Document passage.
*****
I generally dislike cooking. I can create a good meal when I put my mind to it, but I tend to see it as just another chore on a long list. I try to get it over with as soon as possible, so I can do other, more interesting things with my time. I have a sneaking suspicion, however, that if I dare read any more of Michael Ruhlman's books, I may come to have a grudging affection for the act of preparing a meal.
My copy of The Soul of a Chef is sitting here on the table with sticky notes on many of its pages marking lines that resonated with this reluctant cook. The fact that I was compelled to mark pages is interesting because I don't often do it with the books I read for pleasure. I might copy down an interesting passage or mark a page or two, but the bristling pink marks in Ruhlman's book are an immediate clue that there is more to this book than recipes.
There is a story here--actually several compelling stories--and as Ruhlman searches for the answer to his question (what makes the "soul" of the quintessential chef), he reveals a way of looking at life that is both intriguing and inspiring. This perspective comes from Ruhlman's study of several chefs, most notably Brian Polcyn, Michael Symon and Thomas Keller, but also from observing many of the "minor players" that populate the kitchens of the Culinary Institute of America (CIA) and the restaurants of Symon and Keller.
Michael Ruhlman knows the world of food and chefs and restaurants well. A journalist by trade, he enrolled in the CIA so he could play at being a student for a while and "then write an intimate, colorful narrative of learning to cook, a lively description of what one needed to know to be a professional chef....I figured this was going to be neat." What Ruhlman didn't expect was to get completely pulled in to the intense, the often exhausting and utterly gratifying life of a chef himself. He quickly forgot that he was on a lark, of sorts, to gather material; Ruhlman became a trained chef.
I learned mental flexibility: You can accomplish anything, anything at all, if you put your mind to it. One must adopt a can-do-anything attitude. You were a professional. You didn't say no, not ever. You didn't complain. You didn't get tired. And you showed up, no matter what. You got there. Nothing but nothing kept you from reaching that kitchen....Also, you accepted the implicit obligation of excellence: Every effort would be your absolute best. Otherwise it was simply not worth doing.
But though he became trained as a chef, Ruhlman became more and more curious about what makes a true chef because "what I was seeing was [the] professional chef almost in caricature." What Ruhman sought was the professional chef out in the real culinary world, in busy, successful restaurants. So Ruhlman went from this own training at the CIA to working in restaurants himself to observing the chefs who were taking the infamous and grueling Certified Master Chef (CMC) exam. And then he sought out Michael Symon, then a rising star, now very well known, and Thomas Keller, the most renowned chef in the United States.
*****
Recorded data.

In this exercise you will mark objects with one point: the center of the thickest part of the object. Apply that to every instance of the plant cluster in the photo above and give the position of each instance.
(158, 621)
*****
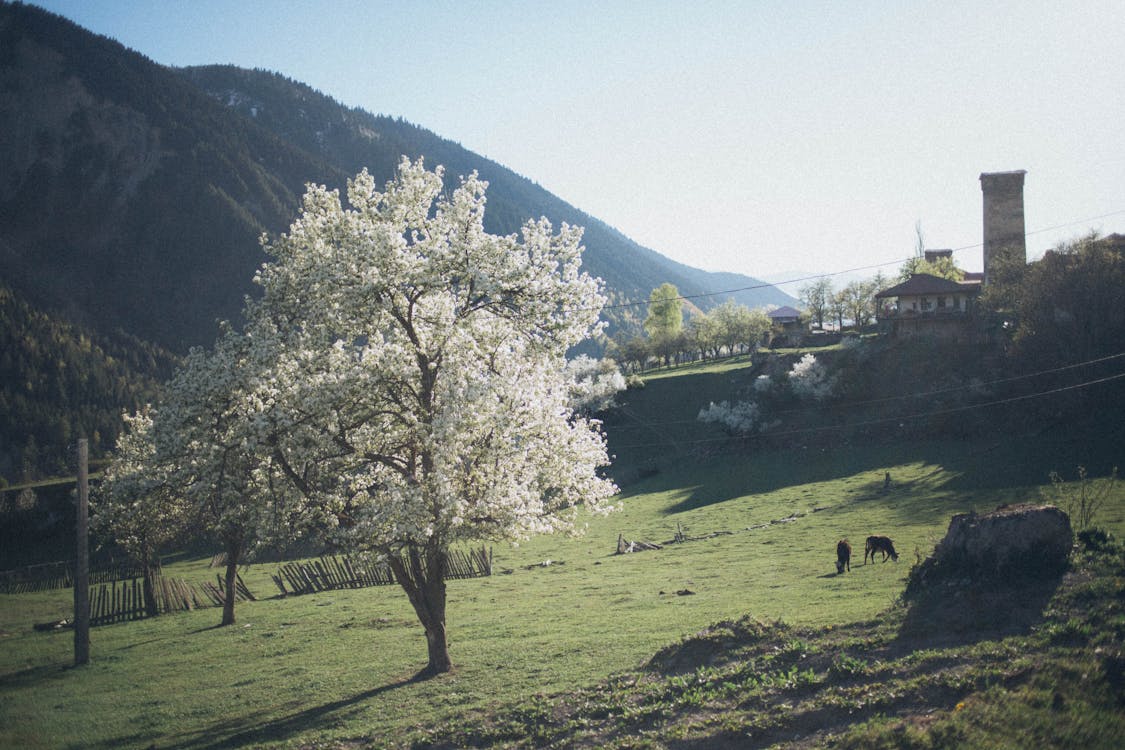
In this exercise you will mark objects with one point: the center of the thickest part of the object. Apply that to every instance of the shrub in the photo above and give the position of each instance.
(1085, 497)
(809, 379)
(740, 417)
*****
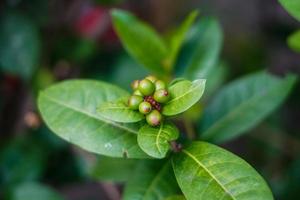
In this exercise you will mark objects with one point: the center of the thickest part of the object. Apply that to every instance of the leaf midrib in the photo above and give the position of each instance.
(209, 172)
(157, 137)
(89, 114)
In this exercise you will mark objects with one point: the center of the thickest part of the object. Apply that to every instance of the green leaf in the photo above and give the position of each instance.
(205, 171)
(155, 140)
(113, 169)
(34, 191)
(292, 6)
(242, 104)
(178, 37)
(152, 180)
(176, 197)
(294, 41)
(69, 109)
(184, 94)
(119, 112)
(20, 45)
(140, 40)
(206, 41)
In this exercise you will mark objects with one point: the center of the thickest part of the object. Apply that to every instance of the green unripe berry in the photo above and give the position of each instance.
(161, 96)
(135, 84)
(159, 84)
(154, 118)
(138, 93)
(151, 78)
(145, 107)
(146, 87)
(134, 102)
*****
Job A.
Answer these questions from the book review of The Soul of a Chef, one answer per line:
(i) What color are the sticky notes marking pages in the reviewer's copy of the book?
(ii) Which three chefs does Ruhlman study most notably?
(iii) What is Ruhlman's trade?
Job B. Retype the book review of The Soul of a Chef word for word, everything from "My copy of The" down to "book than recipes.".
Job C. Continue the book review of The Soul of a Chef from the point where it stops.

Final answer A.
(i) Pink.
(ii) Brian Polcyn, Michael Symon and Thomas Keller.
(iii) Journalism; he is a journalist.

Final answer B.
My copy of The Soul of a Chef is sitting here on the table with sticky notes on many of its pages marking lines that resonated with this reluctant cook. The fact that I was compelled to mark pages is interesting because I don't often do it with the books I read for pleasure. I might copy down an interesting passage or mark a page or two, but the bristling pink marks in Ruhlman's book are an immediate clue that there is more to this book than recipes.

Final answer C.
What Ruhlman learned from these two very different chefs (and also from observing the CMC exam) is that while very skilled and talented people can be trained to be excellent chefs, there is something inherent in "becoming not simply a chef and not a great cook but rather a great chef" that comes from the soul. There is an essence within a great chef that goes beyond all training and all experience. With Michael Symon that essence, comes from passion, exuberance, the ability to make people happy with his own joy at presenting them delicious food. He was at the beginning of his game when Ruhlman observed him and he had that culinary charisma already in his late twenties.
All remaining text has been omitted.